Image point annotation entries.

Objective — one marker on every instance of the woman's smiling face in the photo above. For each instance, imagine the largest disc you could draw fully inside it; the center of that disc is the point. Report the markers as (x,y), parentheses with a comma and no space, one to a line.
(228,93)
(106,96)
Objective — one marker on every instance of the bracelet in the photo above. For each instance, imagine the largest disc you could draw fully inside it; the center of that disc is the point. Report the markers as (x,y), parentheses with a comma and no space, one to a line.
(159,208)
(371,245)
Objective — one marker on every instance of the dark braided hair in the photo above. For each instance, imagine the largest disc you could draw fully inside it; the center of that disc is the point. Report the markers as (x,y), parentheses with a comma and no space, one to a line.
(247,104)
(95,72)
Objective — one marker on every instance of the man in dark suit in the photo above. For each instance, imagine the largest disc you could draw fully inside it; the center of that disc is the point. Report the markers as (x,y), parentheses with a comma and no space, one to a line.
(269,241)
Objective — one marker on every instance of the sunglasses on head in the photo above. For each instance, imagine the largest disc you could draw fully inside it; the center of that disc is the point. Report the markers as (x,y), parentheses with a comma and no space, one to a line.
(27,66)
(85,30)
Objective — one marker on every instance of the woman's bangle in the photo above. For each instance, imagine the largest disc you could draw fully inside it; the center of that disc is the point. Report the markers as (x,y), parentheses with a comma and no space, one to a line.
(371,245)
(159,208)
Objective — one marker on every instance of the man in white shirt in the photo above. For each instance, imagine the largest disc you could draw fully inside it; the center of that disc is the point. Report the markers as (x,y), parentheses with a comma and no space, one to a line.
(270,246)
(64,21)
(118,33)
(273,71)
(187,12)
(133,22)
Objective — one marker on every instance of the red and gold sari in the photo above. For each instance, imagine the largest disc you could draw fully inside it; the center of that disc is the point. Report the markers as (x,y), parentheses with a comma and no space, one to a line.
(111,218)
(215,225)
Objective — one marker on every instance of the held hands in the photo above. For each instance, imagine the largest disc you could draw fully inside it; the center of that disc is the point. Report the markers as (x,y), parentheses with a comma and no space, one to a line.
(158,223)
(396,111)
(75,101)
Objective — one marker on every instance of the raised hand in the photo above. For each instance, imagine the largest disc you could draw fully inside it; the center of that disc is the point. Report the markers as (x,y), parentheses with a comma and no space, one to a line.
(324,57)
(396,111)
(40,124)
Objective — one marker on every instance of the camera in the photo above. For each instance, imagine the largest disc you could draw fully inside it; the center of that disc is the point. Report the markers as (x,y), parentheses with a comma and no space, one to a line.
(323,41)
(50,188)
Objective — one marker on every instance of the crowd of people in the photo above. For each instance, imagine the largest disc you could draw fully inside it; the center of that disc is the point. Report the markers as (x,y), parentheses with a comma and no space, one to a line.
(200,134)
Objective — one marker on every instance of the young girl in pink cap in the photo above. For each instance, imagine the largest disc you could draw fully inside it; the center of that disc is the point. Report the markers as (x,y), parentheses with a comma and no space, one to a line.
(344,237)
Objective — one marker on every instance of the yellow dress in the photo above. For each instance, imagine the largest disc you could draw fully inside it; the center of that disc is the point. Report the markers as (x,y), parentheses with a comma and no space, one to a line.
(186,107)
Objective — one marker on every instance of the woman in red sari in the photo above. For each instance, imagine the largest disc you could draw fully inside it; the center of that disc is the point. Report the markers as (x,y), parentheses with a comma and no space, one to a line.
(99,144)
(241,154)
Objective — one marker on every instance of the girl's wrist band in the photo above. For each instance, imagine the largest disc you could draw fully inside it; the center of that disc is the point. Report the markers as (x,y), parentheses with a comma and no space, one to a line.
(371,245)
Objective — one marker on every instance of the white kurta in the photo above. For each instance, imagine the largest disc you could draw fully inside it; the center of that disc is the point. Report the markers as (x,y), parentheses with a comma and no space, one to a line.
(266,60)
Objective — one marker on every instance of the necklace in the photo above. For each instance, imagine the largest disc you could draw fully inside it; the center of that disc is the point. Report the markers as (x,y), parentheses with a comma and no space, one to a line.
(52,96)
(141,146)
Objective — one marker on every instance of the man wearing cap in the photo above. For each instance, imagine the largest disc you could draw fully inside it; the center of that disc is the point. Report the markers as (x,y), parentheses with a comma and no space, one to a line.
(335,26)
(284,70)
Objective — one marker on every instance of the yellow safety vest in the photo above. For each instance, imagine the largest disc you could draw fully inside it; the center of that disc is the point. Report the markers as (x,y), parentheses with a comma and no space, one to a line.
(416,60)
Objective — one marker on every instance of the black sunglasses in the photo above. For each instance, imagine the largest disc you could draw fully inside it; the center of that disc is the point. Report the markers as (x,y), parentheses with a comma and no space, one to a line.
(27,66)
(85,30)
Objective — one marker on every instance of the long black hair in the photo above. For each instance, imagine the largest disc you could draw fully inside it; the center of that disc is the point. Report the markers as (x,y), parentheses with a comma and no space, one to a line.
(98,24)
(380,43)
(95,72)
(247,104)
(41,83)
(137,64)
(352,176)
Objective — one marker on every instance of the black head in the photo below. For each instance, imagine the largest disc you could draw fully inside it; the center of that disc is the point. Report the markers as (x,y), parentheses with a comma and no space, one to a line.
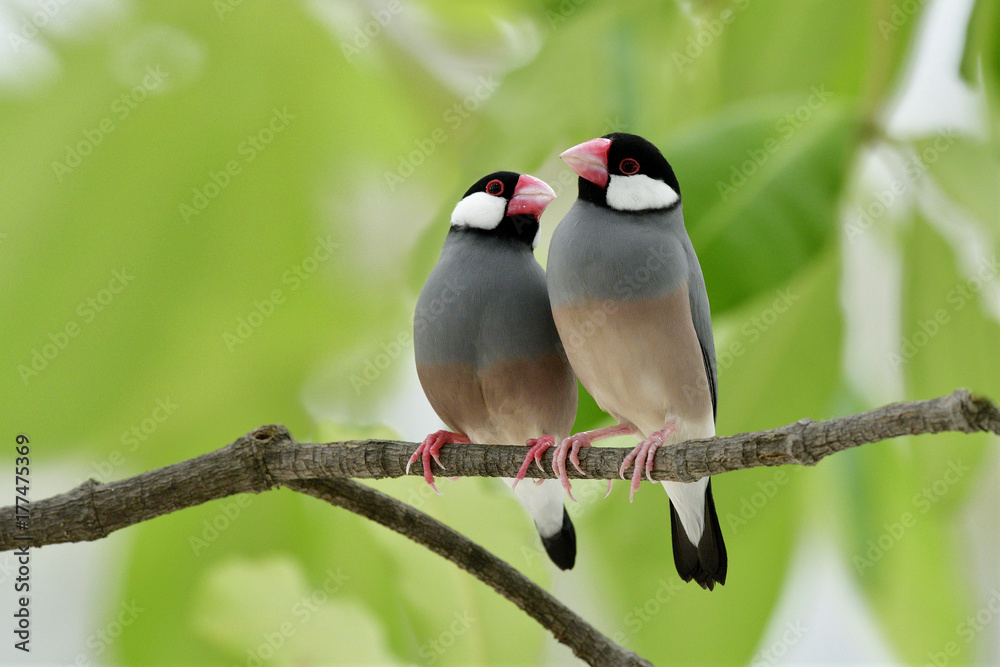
(503,204)
(624,172)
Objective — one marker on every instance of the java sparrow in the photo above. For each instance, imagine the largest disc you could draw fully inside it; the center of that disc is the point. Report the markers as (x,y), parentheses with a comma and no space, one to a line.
(630,304)
(488,354)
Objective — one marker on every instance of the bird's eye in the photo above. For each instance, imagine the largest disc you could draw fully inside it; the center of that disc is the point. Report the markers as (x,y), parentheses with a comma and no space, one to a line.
(628,166)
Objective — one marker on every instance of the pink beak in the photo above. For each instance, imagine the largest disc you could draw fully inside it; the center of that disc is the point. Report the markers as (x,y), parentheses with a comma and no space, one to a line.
(590,160)
(531,196)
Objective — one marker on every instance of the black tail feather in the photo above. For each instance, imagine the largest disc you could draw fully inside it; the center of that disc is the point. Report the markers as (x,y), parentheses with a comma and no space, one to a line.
(561,547)
(706,563)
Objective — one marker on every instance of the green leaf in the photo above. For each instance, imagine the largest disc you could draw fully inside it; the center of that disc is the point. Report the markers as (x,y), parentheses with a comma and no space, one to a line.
(764,186)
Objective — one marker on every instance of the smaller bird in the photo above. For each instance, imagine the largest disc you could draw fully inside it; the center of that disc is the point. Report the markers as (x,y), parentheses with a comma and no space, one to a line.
(630,303)
(487,351)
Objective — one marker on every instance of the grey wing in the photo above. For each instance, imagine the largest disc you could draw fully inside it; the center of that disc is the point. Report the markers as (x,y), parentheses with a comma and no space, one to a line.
(701,315)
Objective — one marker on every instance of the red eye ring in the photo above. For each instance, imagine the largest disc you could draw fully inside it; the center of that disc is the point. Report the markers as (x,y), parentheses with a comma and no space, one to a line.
(628,166)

What you are asked to do.
Rewrite the whole listing with every "Objective" swapped for "Goal" and everything else left the same. Don't include the pictures in your answer.

The solution.
Goal — one marker on every instance of the woman's smiling face in the photo above. For each instance, imagine the largest disc you could draw fully inside it; the center of that disc is the point. Report the markers as (x,y), parentheses with a comma and no space, one to a line.
(228,93)
(106,96)
Goal — one marker on every instance of the bracelet in the photo above. For each instance, imagine the largest disc you could draw fully inside it; the center of that disc is the point. Report the markers as (x,y), parentheses with a comma and no space, one to a line.
(159,208)
(371,245)
Goal — one marker on every instance of the dark braided hair in the photo above. For each instance, imagine the largest disc you could draw fully inside it; the center of that disc is the point. Report the markers as (x,y), parentheses with a comma and no space, one to a line.
(247,104)
(95,72)
Goal — one marker on every instance of the man in dark suit in the photo above. For each instance, imagine the largest disc you could draw fully inside it; the center of that disc is the point. Report the markers as (x,y), parentheses with a comma and no space, one to a line.
(269,241)
Goal — one marker on every instance of the sunglasses on head in the photo above. For each instance, imagine the largest disc you could draw fully inside it; the center of that disc is the point. Report the markers as (x,y), parentheses with a comma and no space, one to a line.
(27,66)
(85,30)
Goal — one marker on every instance of the woman's bangle in the photo above. For each instance, imagine the largest disc you could draw fully inside it; the center of that disc is the point. Report the markers as (x,y), parentheses with a comma and no space, one to a line.
(371,245)
(159,208)
Goal — one marker on every instance of the man in white shirt in the photo above. For each instance, imagine the largest disc you could draw fully inside it; the center of that disc is the point. Report the markers as (x,y), parentheses with a comma and no space, one to a line.
(270,246)
(64,21)
(118,33)
(273,71)
(187,12)
(133,22)
Goal — one marker on every instance of the red and gold sari in the photo above. For each instance, imagine the largest disc you could draw fully inside it; the center of that disc is the point. Report the markers as (x,y), parentheses with a comma and no space, one to a line.
(111,218)
(215,225)
Goal — one marker on every instance of the held hands in the photo above. For each instance, imagine the largest disc you could draw fully inside it; the center of that disc is the point. Report the markers as (x,y), parentheses with a comma and no space, one to a line.
(158,223)
(396,111)
(75,101)
Goal — one marker on every instance of the raised hand in the photo above. For each instance, imagine the largest disc you could draw fully inside it; the center of that disc is the point. Report the markers as (x,y), parentheses with a comma and no space, one to a line.
(324,57)
(396,111)
(40,124)
Goal — one marker on every instance of the camera in the photo above. For each instance, imagine the largest disc you could draw fully inside it; the center of that disc is the point. Report the markers as (x,y), parentheses with a comma and no space, one to a line.
(323,41)
(50,188)
Goal — one marker on every instance of the crowd of people in the photo above. For each instance, imagine the largest disc you could draw fully inside it; the center of that disc is the point. Report the markers as (x,y), parentheses with a comma and no space, one to a line.
(200,134)
Goal — one marker on every instance of the young girl in pink cap in the photo above. For each instance, imagine the largest disc you could draw fully inside it; the center of that disc is the point. Report the markers as (x,y), parentheses with a comma and no space, one to a line.
(344,237)
Goal — one marker on every instance of the yellow dress in the photo above. For each instance, imagine the largest disc you could draw fully inside it; the center of that disc is the point. Report the markers as (x,y), parentheses with a comma and no space, one to a line.
(186,107)
Goal — one marker on every instance of the woman in red sari in the photo above. For each instance, imagine the largest disc you could draw fully inside it; the center of that disc is the point. Report the markers as (x,y), parentheses with a comma and no space, one to a line.
(99,144)
(241,154)
Goal — one marker on every instance of the girl's wrist band in the photo above. For each instance, imagine the largest disc you could draw fully inside it; the center of that disc is the point. Report the markers as (x,y), parentheses with a comma and no space, one to a line.
(371,245)
Goal — one marker on every instance of the white kurta in the photo above. For each instance, imagine the largest disc you could draw fully inside it; the center of that disc is the point. Report the markers as (x,y), parentheses with a comma and no space, one to a line.
(266,60)
Goal — one marker on every instance of the necklace in the photo above. For each instance, imagine the largest disc you could draw fully inside it; the center of that disc is the point. Report the markers as (x,y), parentheses with a comma and no space, one to a line.
(52,96)
(141,146)
Goal — one marker on every instance of the man wearing cap in the photo above. For each instance, imagine the largest disc you could draw fully inside it; the center of that disc is the point. Report the markers as (x,y), parentheses with a comma and no space, one to a line.
(335,26)
(284,70)
Goal — one marker on every instance of the yellow safety vest in the photo above. For each instance, imagine the largest disc you could draw fully inside it; the center of that disc is the point. Report the markers as (x,y), parentheses with a comma and no space, one to a line.
(416,60)
Goal — one marker on every instance of the black sunglasses in the photo above. For each instance, imagine the largest disc you could draw fully inside it; the center of that disc is the point. Report the markers as (x,y), parentheses with a comma and no space, one to a line.
(27,66)
(85,30)
Goal — one marker on every instance of the long black hair in the photo above. For each instance, imagine the largest disc you could draw fully inside it; the center of that disc is the point. Report the markers as (x,y), parentheses with a comma and no space, one to a line.
(98,24)
(380,43)
(95,72)
(247,104)
(41,83)
(137,64)
(352,176)
Goal — one marker on every instance of the black head in the photo below. For each instance, imagine the largest disc you could draw fully inside it; the center of that disc is the point. Report the markers as (x,y), parentheses with a comma and no space, one to a line.
(503,204)
(624,172)
Goal — one marker on every instance of the java sparrow in the photo above. For each instance, imagine the largest disc you could draw fully inside it; the center of that disc is the point. Report the markers as (x,y), parentheses with a comma and no space, one to a line.
(630,304)
(488,354)
Goal — one marker on every instance of the bird's eye in the photo above. For each instance, imagine the largest disc you could draw fully inside it; the center of that disc is the point. Report the markers as (x,y), parentheses with a comma and no space, one to a line.
(628,166)
Goal — one marker on every instance of the pink beak in the photo above. For each instance, imagine the largest disc you could draw fully inside it; the center of that disc is the point. Report the markers as (x,y), parentheses with a comma and no space, one to a line.
(590,160)
(531,196)
Goal — one marker on every instance of the black tail feather in the photo above. For each instance, imagine the largest disc you could draw fully inside it; the center of that disc is the point. Report the markers as (x,y), parentheses with a comma and no space, one to a line.
(561,547)
(706,563)
Goal — one marker on every instance of the green leaf in the photo above. For each instance, imagine the largest disc you could draw fully inside it; the center of that disc is the point. Report the markers as (x,y), parentheses with a comma and no space, one to a line.
(764,186)
Goal — one marker on every instance of the smaller bird in the photo above. For each instance, imagine the largest disc you could draw fully inside it; the center of that disc is the point. Report the markers as (x,y), parentheses with a comma and no space, one to a line.
(630,303)
(487,351)
Goal — one marker on every instance of the grey wing in the photo above. For each instance, imagine the largest disc you could draw fully inside it; the center of that disc is the point. Report the markers as (x,y), parentheses with a comma and no space, one to a line.
(701,315)
Goal — one marker on every instance of the red eye ring in the photo above. For each instance, imagine the largest disc you could draw fully inside it; the center of that disc is the point. Report the markers as (x,y), parentheses with a comma and no space, one to a line.
(628,166)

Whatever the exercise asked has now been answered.